- WHAT THE TASK REQUIRES: From the logging discussion below, list each log entry the commenter says was added to the wind speed sensor.

- SUPPLIED PASSAGE:
···
Generally I've tried to add it where there is an action happening, so for example on the wind speed sensor I've added a log every tick, added a log entry for there not being enough ticks, and a confirmation that the wind speed reading process has been completed.

I think that this may be best as hashed comments, where the hash can be removed within the code to enable the additional logging lines. This means that most users never see it or the extra space, but if you want to enable it, it's easy to do, and can be easily targeted to the area where you think the issue might be.

ZodiusInfuser commented 1 year ago

@MrDrem There is more logging in the patch branch now. I am not sure it makes sense to include all of the ones from your fork, so let me know if there are any you think are essential and I'll consider adding them

MrDrem commented 1 year ago

I'll try to take a clone of the patch branch tonight, and see if I think there is anywhere else where logging might be good.

I suspect that I'll find that I like very verbose logging, which might be good to put in (space allowing) as commented out lines so that people can easily up the logging level as they require.

ZodiusInfuser commented 1 year ago

Try doing a fresh clone that pulls in phew too. I've just raised a pull request over there https://github.com/pimoroni/phew/pull/17 (and linked the patch enviro branch to it) that lets you set which of the (currently) five logging messages are actually logged. This does mean that a lot of the enviro logs are mislabelled, so some tidy up will be needed there. Some additional log types may be handy too, though they can't be specific to enviro.

ZodiusInfuser commented 1 year ago

There is a new release that adds more logging and control over logging: https://github.com/pimoroni/enviro/releases/tag/v0.0.9 I would welcome you looking over it and seeing what logging would still be of benefit.
···
- INFORMATION SHOWN:
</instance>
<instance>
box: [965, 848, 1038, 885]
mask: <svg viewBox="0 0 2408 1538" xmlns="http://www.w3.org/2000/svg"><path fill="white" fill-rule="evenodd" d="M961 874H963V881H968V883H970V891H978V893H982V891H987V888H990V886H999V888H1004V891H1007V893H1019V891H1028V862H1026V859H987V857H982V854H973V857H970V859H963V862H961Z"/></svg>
···
- EXPECTED OUTPUT:
- A log every tick
- A log entry for there not being enough ticks
- A confirmation that the wind speed reading process has been completed